### ACTIVITY
Consider the listing below. Extract exactly the lines from the line containing "Tag person wearing" to the line containing "Tag blue long-sleeve", both included.

────────────────────────────────────────

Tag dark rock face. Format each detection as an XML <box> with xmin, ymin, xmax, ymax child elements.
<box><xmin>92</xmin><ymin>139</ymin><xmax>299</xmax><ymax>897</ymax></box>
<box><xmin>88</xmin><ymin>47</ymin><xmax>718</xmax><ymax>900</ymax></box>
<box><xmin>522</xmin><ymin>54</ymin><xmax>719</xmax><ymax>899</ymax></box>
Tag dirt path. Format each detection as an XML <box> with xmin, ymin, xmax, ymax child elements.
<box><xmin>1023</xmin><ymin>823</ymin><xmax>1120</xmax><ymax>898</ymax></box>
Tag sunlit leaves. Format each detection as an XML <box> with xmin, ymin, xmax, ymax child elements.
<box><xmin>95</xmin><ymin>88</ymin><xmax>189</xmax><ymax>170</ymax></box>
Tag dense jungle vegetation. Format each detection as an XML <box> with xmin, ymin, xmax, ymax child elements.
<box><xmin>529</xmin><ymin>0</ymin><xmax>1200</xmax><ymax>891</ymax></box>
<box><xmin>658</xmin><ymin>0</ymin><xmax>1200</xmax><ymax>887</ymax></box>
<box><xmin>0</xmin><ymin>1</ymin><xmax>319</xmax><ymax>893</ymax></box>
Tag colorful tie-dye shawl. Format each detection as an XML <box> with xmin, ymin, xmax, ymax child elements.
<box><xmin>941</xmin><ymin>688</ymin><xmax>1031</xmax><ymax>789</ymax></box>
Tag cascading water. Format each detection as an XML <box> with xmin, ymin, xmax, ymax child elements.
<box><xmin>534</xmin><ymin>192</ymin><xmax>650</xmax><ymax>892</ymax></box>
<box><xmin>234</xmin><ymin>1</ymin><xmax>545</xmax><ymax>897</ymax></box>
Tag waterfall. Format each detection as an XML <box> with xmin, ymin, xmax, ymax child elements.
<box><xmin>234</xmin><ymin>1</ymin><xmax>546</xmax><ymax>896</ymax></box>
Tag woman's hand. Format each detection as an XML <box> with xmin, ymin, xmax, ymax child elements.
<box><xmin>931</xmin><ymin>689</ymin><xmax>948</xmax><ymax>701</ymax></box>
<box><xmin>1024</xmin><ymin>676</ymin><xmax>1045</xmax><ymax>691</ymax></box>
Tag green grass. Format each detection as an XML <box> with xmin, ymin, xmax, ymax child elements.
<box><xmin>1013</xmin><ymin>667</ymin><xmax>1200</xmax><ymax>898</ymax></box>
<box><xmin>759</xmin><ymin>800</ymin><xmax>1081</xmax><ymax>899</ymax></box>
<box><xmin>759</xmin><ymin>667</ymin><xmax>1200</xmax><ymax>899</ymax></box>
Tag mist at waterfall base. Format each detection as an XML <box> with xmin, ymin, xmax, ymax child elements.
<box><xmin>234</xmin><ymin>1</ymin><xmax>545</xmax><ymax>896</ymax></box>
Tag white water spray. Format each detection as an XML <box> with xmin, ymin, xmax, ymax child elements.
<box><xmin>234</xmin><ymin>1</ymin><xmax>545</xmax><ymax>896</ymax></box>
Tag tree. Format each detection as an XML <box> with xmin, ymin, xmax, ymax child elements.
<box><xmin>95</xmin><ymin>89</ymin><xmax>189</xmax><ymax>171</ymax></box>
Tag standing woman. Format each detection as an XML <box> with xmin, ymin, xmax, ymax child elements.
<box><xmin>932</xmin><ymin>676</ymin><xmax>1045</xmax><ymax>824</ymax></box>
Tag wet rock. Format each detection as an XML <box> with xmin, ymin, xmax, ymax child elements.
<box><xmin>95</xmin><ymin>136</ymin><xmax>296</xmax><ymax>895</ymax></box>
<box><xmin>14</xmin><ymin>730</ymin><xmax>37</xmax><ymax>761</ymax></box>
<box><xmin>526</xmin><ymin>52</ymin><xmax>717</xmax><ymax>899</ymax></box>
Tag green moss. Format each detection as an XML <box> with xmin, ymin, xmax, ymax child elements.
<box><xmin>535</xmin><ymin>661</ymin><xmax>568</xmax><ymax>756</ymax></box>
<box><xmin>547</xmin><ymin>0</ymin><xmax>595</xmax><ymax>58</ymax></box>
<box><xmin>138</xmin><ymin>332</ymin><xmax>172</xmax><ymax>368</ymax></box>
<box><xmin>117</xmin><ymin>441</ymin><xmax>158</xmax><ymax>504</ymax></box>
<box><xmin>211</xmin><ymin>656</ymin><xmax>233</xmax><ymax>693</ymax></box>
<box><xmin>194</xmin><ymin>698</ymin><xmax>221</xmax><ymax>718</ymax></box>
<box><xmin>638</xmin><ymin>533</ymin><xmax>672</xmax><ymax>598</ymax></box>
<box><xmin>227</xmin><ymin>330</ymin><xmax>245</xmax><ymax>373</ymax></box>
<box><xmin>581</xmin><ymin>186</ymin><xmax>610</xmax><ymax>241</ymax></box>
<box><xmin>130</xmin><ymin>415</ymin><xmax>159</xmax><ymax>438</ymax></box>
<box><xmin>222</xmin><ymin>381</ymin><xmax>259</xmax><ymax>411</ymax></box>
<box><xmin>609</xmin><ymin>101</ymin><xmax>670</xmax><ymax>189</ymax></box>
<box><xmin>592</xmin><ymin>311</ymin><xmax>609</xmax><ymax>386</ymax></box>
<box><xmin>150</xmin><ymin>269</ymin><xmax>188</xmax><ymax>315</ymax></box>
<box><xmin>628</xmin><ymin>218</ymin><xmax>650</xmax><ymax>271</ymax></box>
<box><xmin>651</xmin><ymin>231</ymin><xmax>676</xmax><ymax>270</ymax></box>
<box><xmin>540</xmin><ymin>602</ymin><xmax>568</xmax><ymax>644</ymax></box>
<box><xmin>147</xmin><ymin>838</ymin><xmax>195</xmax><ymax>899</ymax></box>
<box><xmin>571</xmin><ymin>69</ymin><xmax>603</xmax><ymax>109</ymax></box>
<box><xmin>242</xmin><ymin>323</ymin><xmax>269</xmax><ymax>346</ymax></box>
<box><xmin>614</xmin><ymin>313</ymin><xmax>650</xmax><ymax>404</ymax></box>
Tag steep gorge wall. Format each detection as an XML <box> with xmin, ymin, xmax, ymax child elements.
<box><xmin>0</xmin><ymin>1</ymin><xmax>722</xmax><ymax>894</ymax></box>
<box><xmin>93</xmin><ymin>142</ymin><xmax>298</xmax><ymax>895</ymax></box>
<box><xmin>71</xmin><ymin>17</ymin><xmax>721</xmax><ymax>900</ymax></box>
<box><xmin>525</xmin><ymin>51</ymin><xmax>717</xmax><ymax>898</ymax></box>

────────────────────────────────────────

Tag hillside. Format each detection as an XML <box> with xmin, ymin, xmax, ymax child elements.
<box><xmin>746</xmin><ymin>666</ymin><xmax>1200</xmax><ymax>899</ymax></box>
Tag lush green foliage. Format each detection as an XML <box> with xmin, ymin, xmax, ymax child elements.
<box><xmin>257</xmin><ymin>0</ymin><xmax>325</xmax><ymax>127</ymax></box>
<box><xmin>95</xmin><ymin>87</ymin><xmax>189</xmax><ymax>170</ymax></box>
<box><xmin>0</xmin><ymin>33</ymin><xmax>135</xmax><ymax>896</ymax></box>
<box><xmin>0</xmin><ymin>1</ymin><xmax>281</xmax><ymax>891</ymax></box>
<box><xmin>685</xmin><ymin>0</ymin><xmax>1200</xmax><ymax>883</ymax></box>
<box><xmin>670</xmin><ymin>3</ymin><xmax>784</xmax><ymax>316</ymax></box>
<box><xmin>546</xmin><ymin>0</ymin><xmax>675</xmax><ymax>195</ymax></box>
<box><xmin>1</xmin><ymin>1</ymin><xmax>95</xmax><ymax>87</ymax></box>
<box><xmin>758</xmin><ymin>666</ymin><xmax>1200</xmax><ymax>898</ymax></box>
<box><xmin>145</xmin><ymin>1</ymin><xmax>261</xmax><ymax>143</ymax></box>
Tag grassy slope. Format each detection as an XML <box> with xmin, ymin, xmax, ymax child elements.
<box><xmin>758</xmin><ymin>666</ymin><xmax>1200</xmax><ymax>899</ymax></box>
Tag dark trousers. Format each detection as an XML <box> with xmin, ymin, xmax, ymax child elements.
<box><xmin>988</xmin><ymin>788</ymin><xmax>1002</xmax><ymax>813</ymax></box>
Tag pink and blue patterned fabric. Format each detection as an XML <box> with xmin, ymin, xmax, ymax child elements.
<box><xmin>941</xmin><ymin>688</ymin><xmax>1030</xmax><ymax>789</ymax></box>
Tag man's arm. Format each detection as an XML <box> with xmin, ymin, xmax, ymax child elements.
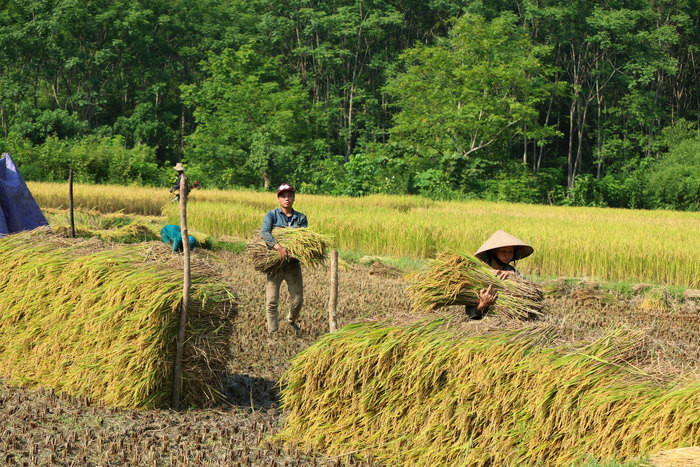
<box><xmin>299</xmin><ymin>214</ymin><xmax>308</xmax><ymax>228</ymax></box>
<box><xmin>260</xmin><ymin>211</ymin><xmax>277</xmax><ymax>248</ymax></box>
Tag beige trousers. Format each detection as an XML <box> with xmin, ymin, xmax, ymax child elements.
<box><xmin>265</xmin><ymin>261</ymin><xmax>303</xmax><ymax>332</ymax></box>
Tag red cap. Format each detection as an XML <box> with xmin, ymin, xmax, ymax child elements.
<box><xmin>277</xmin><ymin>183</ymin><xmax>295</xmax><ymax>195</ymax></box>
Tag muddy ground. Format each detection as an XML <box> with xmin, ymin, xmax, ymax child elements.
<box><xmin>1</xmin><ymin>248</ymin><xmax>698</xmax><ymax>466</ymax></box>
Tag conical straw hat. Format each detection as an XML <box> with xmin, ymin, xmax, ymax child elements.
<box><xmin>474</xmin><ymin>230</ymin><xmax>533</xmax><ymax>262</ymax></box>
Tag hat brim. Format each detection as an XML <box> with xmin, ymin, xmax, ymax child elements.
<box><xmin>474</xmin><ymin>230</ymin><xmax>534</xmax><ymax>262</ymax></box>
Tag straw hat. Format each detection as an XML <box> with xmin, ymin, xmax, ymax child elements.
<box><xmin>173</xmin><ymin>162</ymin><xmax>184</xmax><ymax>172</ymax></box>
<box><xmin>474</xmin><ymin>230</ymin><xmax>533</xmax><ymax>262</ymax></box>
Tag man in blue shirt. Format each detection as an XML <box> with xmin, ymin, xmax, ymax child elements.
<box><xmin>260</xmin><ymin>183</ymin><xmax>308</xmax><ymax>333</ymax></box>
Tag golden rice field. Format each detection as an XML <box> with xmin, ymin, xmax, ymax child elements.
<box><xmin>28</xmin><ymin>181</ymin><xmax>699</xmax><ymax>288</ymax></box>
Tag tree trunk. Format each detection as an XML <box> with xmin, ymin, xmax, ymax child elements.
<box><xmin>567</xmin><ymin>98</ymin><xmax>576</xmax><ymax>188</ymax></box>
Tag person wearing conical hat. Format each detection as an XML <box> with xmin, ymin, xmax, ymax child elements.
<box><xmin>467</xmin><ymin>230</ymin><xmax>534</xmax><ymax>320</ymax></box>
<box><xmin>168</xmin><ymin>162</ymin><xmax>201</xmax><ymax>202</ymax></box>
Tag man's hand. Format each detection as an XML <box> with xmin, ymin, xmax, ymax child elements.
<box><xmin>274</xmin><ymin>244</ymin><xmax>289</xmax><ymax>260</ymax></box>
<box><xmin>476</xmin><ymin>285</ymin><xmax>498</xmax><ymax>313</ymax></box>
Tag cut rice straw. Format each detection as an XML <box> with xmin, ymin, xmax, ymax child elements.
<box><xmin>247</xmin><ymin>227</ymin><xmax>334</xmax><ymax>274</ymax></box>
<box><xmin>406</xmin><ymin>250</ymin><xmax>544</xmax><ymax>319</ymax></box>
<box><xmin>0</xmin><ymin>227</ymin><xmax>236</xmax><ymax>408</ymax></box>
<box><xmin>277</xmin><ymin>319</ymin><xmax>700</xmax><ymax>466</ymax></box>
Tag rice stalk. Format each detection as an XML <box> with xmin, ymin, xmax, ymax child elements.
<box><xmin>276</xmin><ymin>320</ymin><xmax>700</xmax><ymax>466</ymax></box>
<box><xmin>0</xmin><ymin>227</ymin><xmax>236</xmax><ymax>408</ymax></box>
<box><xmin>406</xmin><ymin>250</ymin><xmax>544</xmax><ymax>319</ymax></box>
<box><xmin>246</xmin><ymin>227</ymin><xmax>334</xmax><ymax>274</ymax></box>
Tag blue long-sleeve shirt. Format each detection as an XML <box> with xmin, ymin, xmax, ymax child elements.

────────────────────────────────────────

### WRITTEN ANSWER
Tag person wearing conical hat. Format each detection as an XML <box> with xmin, ymin, xmax, ymax child elements.
<box><xmin>467</xmin><ymin>230</ymin><xmax>534</xmax><ymax>320</ymax></box>
<box><xmin>168</xmin><ymin>162</ymin><xmax>201</xmax><ymax>202</ymax></box>
Tag man's hand. Format each detection as an XML <box> with xmin, ymin, xmax, ymax child elements.
<box><xmin>274</xmin><ymin>244</ymin><xmax>289</xmax><ymax>260</ymax></box>
<box><xmin>476</xmin><ymin>285</ymin><xmax>498</xmax><ymax>313</ymax></box>
Tag cut rice straw. Format each detection as an XML <box> with xmin, ymin, xmax, ymax child elements.
<box><xmin>247</xmin><ymin>227</ymin><xmax>334</xmax><ymax>274</ymax></box>
<box><xmin>406</xmin><ymin>250</ymin><xmax>544</xmax><ymax>319</ymax></box>
<box><xmin>0</xmin><ymin>227</ymin><xmax>236</xmax><ymax>408</ymax></box>
<box><xmin>277</xmin><ymin>319</ymin><xmax>700</xmax><ymax>466</ymax></box>
Tag rice stalk. Format each detection as an XML <box> with xmin, ymin, xmax, ymax child elements.
<box><xmin>276</xmin><ymin>320</ymin><xmax>700</xmax><ymax>466</ymax></box>
<box><xmin>0</xmin><ymin>227</ymin><xmax>236</xmax><ymax>408</ymax></box>
<box><xmin>406</xmin><ymin>250</ymin><xmax>544</xmax><ymax>319</ymax></box>
<box><xmin>246</xmin><ymin>227</ymin><xmax>334</xmax><ymax>274</ymax></box>
Tag blue long-sleeve shirt. Format each detection as an XML <box> with xmin, ymin, xmax, ymax child elements.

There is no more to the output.